_Written exercise:_ Extract the complete listing and repeat it word for word.

[Collected data]
■ ■ ■ ■ ■

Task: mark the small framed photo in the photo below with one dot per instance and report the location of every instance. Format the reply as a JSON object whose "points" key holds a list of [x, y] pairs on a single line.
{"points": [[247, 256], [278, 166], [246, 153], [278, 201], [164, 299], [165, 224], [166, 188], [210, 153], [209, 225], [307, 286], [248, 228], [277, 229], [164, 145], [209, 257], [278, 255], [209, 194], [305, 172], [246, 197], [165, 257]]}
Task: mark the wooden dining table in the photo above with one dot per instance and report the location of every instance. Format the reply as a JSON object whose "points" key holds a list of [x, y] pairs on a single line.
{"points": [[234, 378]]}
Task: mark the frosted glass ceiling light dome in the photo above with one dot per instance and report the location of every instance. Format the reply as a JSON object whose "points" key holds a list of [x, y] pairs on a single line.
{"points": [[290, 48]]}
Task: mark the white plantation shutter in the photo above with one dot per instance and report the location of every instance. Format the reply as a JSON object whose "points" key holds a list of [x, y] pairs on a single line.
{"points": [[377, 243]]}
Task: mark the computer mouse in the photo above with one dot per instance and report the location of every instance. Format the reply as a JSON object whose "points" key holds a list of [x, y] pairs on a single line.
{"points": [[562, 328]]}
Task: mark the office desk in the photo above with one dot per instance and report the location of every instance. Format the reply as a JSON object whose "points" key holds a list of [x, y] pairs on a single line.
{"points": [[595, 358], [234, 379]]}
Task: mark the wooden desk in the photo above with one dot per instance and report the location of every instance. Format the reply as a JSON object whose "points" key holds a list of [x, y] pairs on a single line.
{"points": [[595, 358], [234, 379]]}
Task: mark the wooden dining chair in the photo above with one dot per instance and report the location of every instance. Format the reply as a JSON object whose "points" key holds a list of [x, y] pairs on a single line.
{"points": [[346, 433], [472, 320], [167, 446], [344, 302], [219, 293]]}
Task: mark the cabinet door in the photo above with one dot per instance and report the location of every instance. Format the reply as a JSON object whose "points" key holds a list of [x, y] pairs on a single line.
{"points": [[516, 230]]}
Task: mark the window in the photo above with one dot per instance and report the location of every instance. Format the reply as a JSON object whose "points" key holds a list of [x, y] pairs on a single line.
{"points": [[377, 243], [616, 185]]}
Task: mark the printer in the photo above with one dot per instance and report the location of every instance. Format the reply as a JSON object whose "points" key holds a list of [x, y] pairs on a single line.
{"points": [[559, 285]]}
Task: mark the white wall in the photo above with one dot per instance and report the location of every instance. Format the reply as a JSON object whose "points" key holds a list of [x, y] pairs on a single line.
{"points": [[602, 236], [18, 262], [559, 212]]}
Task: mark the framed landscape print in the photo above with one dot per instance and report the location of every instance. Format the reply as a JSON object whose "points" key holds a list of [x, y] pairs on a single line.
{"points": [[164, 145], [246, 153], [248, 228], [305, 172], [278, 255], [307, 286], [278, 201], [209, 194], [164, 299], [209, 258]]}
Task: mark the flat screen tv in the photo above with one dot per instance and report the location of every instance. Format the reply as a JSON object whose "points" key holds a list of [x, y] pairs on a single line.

■ ■ ■ ■ ■

_Right answer:_
Task: mark the small framed photo in the photo below with one dot per instance and report the location of every instance. Format the reply as a JSON object whose "points" key holds a list of [x, y] pairs on a single line.
{"points": [[247, 256], [278, 166], [246, 153], [278, 201], [164, 299], [165, 224], [166, 188], [210, 153], [209, 225], [307, 286], [248, 228], [277, 229], [164, 145], [209, 257], [278, 255], [209, 194], [305, 172], [246, 197], [165, 257]]}
Task: mark the wooden dining table in the photo above with one dot per instance and report the location of every instance. Format the reply as a JSON object whose "points" key holds a list of [x, y] pairs on a single line.
{"points": [[234, 378]]}
Task: mark the frosted glass ceiling light dome in the photo above with one dot per instance and report the location of every instance. Format the reply as a JSON object whose "points" key holds a list of [x, y] pairs on a single line.
{"points": [[290, 48]]}
Task: mark the white plantation shutter in the photo above with one dot per instance and report the location of every instance. Format the reply as a JSON object whose "points" key holds a list of [x, y] pairs on a single line.
{"points": [[377, 243]]}
Task: mark the computer mouse in the photo above with one dot per instance and report the location of every instance. Format the reply as a JSON object whose "points" key holds a list of [x, y] pairs on a single line.
{"points": [[562, 328]]}
Task: mark the office desk in the photo above with one dot per instance and report the location of every instance. Format the reply as a JSON object whose "points" key holds a list of [x, y] pairs on a single line.
{"points": [[595, 358], [234, 379]]}
Task: mark the wooden desk in the photo above with one dot per instance and report the location of every instance. Format the reply as a JSON object whose "points" key holds a list of [x, y] pairs on a single line.
{"points": [[595, 358], [234, 379]]}
Task: mark the wooden dining chair in the photo above with one dot per instance and report the location of every instance. Format the reply as a JSON object whose "points" key holds a list of [x, y] pairs on a single line.
{"points": [[346, 433], [472, 320], [167, 446], [344, 302], [219, 293]]}
Task: mark the cabinet door in the photo above with one dot per instance and report the location of every instance. Format the reply as a JSON object whose "points" key holds a list of [x, y] pairs on a single line.
{"points": [[516, 230]]}
Task: mark the window in the photo above with one dot per instance and report the location of every instance. Format the reply as a JSON object whose "points" key holds a list of [x, y] pairs on a single line.
{"points": [[377, 243], [616, 185]]}
Task: mark the printer in the photo above with one dot per instance and report the location of every instance. Format the reply as a JSON object whose "points" key holds a list of [x, y] pairs on a single line.
{"points": [[559, 285]]}
Task: mark the white wall in the photo above with one dot per instance and report the location of every instance. Format the reply as a JSON object whose "points" key holds a list of [x, y] pairs on a single line.
{"points": [[602, 236], [18, 262], [559, 212]]}
Task: mark the framed landscape print in the photo above with one dot per instance and report the location of every instance. Format the reply as a JSON object whose "points" key holds a list of [x, y] pairs on a single line.
{"points": [[164, 145], [246, 153], [248, 228], [305, 172], [278, 255], [307, 286], [278, 201], [209, 194], [164, 299], [209, 258]]}
Task: mark the flat screen tv in the photo above with one dot per instance and report the location of every instance. Format the reply as a JSON object whose "points" key holds a list of [x, y] pairs on a single line.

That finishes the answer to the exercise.